--- BEGIN ---
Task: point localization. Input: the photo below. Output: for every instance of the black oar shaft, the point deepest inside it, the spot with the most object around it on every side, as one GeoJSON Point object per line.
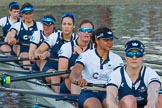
{"type": "Point", "coordinates": [6, 80]}
{"type": "Point", "coordinates": [38, 75]}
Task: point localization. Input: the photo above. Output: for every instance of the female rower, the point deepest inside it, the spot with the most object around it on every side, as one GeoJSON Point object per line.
{"type": "Point", "coordinates": [94, 66]}
{"type": "Point", "coordinates": [49, 23]}
{"type": "Point", "coordinates": [22, 31]}
{"type": "Point", "coordinates": [7, 21]}
{"type": "Point", "coordinates": [54, 43]}
{"type": "Point", "coordinates": [70, 51]}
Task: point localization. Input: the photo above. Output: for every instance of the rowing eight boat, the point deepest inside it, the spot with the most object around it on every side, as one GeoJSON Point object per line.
{"type": "Point", "coordinates": [35, 87]}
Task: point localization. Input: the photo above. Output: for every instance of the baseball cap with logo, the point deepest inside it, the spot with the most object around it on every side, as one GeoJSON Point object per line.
{"type": "Point", "coordinates": [134, 44]}
{"type": "Point", "coordinates": [104, 33]}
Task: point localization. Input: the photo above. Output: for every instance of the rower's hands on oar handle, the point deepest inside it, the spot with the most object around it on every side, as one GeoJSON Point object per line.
{"type": "Point", "coordinates": [5, 80]}
{"type": "Point", "coordinates": [12, 41]}
{"type": "Point", "coordinates": [80, 82]}
{"type": "Point", "coordinates": [43, 56]}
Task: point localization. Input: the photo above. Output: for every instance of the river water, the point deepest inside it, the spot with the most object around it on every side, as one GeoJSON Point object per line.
{"type": "Point", "coordinates": [143, 22]}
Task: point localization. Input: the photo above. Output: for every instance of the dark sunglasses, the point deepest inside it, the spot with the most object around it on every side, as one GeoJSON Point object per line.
{"type": "Point", "coordinates": [48, 20]}
{"type": "Point", "coordinates": [14, 4]}
{"type": "Point", "coordinates": [68, 15]}
{"type": "Point", "coordinates": [89, 30]}
{"type": "Point", "coordinates": [132, 54]}
{"type": "Point", "coordinates": [27, 9]}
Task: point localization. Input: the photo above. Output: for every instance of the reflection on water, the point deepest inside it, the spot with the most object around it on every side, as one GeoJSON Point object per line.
{"type": "Point", "coordinates": [142, 22]}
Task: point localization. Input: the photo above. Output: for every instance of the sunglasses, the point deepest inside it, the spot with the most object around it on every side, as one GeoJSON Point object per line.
{"type": "Point", "coordinates": [14, 4]}
{"type": "Point", "coordinates": [48, 20]}
{"type": "Point", "coordinates": [27, 9]}
{"type": "Point", "coordinates": [68, 15]}
{"type": "Point", "coordinates": [132, 54]}
{"type": "Point", "coordinates": [89, 30]}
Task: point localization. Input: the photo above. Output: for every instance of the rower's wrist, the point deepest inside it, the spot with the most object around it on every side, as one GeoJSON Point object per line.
{"type": "Point", "coordinates": [75, 82]}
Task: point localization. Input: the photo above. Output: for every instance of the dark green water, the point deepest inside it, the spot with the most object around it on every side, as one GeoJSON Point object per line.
{"type": "Point", "coordinates": [143, 22]}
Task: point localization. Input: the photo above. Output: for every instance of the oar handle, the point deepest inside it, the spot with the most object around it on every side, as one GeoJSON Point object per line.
{"type": "Point", "coordinates": [5, 80]}
{"type": "Point", "coordinates": [96, 85]}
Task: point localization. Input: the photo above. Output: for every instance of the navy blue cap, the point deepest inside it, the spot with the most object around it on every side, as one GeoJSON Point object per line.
{"type": "Point", "coordinates": [14, 5]}
{"type": "Point", "coordinates": [48, 20]}
{"type": "Point", "coordinates": [134, 44]}
{"type": "Point", "coordinates": [104, 33]}
{"type": "Point", "coordinates": [27, 9]}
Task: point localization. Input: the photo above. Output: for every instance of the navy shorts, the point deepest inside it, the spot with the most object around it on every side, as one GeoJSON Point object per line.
{"type": "Point", "coordinates": [85, 94]}
{"type": "Point", "coordinates": [50, 65]}
{"type": "Point", "coordinates": [63, 88]}
{"type": "Point", "coordinates": [35, 67]}
{"type": "Point", "coordinates": [24, 48]}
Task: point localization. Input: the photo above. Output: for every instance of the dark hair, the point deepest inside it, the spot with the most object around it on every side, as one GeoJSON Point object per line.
{"type": "Point", "coordinates": [84, 21]}
{"type": "Point", "coordinates": [50, 16]}
{"type": "Point", "coordinates": [70, 15]}
{"type": "Point", "coordinates": [13, 5]}
{"type": "Point", "coordinates": [27, 4]}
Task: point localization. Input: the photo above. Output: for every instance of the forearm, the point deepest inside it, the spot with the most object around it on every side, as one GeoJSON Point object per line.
{"type": "Point", "coordinates": [153, 92]}
{"type": "Point", "coordinates": [76, 73]}
{"type": "Point", "coordinates": [111, 98]}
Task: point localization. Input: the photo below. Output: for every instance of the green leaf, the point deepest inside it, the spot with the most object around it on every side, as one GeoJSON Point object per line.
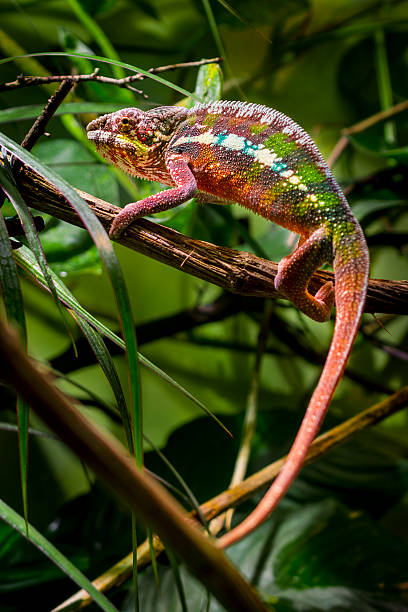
--- END ---
__Stated goal__
Reproduce all of the lines above with every occurrence of "point localization" replaced by "point detection", keeping everything else the same and omitting the pictures.

__Final result__
Task: point detection. Input: the photo below. Output: for every instance of the black oar shaft, the point deepest inside it, the spot with the most object around it on every side, as one GeoJSON Point object per line.
{"type": "Point", "coordinates": [6, 80]}
{"type": "Point", "coordinates": [38, 75]}
Task: point detection. Input: the photo above. Output: for every instance of the female rower, the point deepest inside it, the spot with the most object around it on every side, as one GeoJSON Point object per line.
{"type": "Point", "coordinates": [94, 66]}
{"type": "Point", "coordinates": [49, 23]}
{"type": "Point", "coordinates": [22, 31]}
{"type": "Point", "coordinates": [7, 21]}
{"type": "Point", "coordinates": [54, 43]}
{"type": "Point", "coordinates": [70, 51]}
Task: point detection. Input: the photo above. Output: for every instance of the rowing eight boat, the point deepest inside it, the spot with the most object around it on every side, as one GeoJSON Point object per line.
{"type": "Point", "coordinates": [35, 87]}
Task: point detection. Input: the photo above. Output: for every instance of the baseball cap with logo, the point deepest inside it, the spot with the most object around it on every side, as one GeoJSON Point object per line.
{"type": "Point", "coordinates": [134, 44]}
{"type": "Point", "coordinates": [104, 33]}
Task: point detection. Input: the photo above. Output: for every instance of the rower's hands on oar handle, the point deepest inside it, the spot with the most object around it on every side, as one GeoJSON Point object per line.
{"type": "Point", "coordinates": [5, 80]}
{"type": "Point", "coordinates": [12, 41]}
{"type": "Point", "coordinates": [80, 82]}
{"type": "Point", "coordinates": [43, 56]}
Task: point detection. Input: the photo above. Output: for every instance of the river water, the point deepest inside it, the spot with the most object around it on every side, as one GeoJSON Point object per line.
{"type": "Point", "coordinates": [143, 22]}
Task: point detection. Input: the photo above. Output: for every instance of the dark sunglasses, the point deepest inside it, the spot with the most object around it on every side, as one GeoJSON Point object per line.
{"type": "Point", "coordinates": [48, 20]}
{"type": "Point", "coordinates": [14, 4]}
{"type": "Point", "coordinates": [68, 15]}
{"type": "Point", "coordinates": [89, 30]}
{"type": "Point", "coordinates": [132, 54]}
{"type": "Point", "coordinates": [27, 9]}
Task: point detection. Input: the photo above. Output: for every instance of the reflection on water, the point deepest inside it, the spot with the most object around it on every side, as one GeoJSON Point object per line.
{"type": "Point", "coordinates": [142, 22]}
Task: point detection. Input: the photo above. Output: for every instance of the sunglasses, the point deepest inside it, the spot with the most object around it on every side, as one GeoJSON Point object per line.
{"type": "Point", "coordinates": [14, 4]}
{"type": "Point", "coordinates": [48, 20]}
{"type": "Point", "coordinates": [27, 9]}
{"type": "Point", "coordinates": [68, 15]}
{"type": "Point", "coordinates": [132, 54]}
{"type": "Point", "coordinates": [89, 30]}
Task: point detection. Input: the photo above. Output: for every instance of the rower's wrist, the point deepest inside it, the spot with the most object around it on every side, as one GeoJSON Point object per line.
{"type": "Point", "coordinates": [75, 82]}
Task: point detection. Input: the photo above. Output: for every instance of the dark green water, the point deepest inside it, the spot with the most object around it on every side, as one GeoJSON Point object per line.
{"type": "Point", "coordinates": [143, 22]}
Task: point detection. Input: the photo above. Output: for every instance of the oar handle, the point deepest inside it, the spot with the most object around it on every side, as one GeoJSON Point object per line.
{"type": "Point", "coordinates": [5, 80]}
{"type": "Point", "coordinates": [96, 85]}
Task: point detection. Input: the photo above. Output: for every instance of the navy blue cap, the point deepest inside it, the spot with the most object around it on every side, as one GeoJSON Point object per line.
{"type": "Point", "coordinates": [14, 5]}
{"type": "Point", "coordinates": [48, 20]}
{"type": "Point", "coordinates": [134, 44]}
{"type": "Point", "coordinates": [104, 33]}
{"type": "Point", "coordinates": [27, 9]}
Task: point detection. Input: the photo above. Output: for every instance of the navy shorts, the point deepest inside it, the spot with the most object around it on every side, as one GeoJSON Point object per line.
{"type": "Point", "coordinates": [85, 94]}
{"type": "Point", "coordinates": [50, 65]}
{"type": "Point", "coordinates": [63, 88]}
{"type": "Point", "coordinates": [35, 67]}
{"type": "Point", "coordinates": [24, 48]}
Task: point detection. Input: the photo above. Output: for every instance of the dark hair, the point deepest inside it, the spot with the most object around it on every side, as one GeoJSON Point object per line.
{"type": "Point", "coordinates": [84, 21]}
{"type": "Point", "coordinates": [50, 16]}
{"type": "Point", "coordinates": [70, 15]}
{"type": "Point", "coordinates": [13, 5]}
{"type": "Point", "coordinates": [27, 4]}
Task: point detection. Input: the photo above. Output: for every instance of the forearm, the point deepest inside it, the spot with the most object around it on every side, as one GeoJSON Point object per line.
{"type": "Point", "coordinates": [153, 92]}
{"type": "Point", "coordinates": [76, 73]}
{"type": "Point", "coordinates": [111, 98]}
Task: point detection. Input: the photo below. Output: for every instance of the green leaf, the point deepest inside it, the spot with the most object around it on every side, as one GeoJSON Point object per line.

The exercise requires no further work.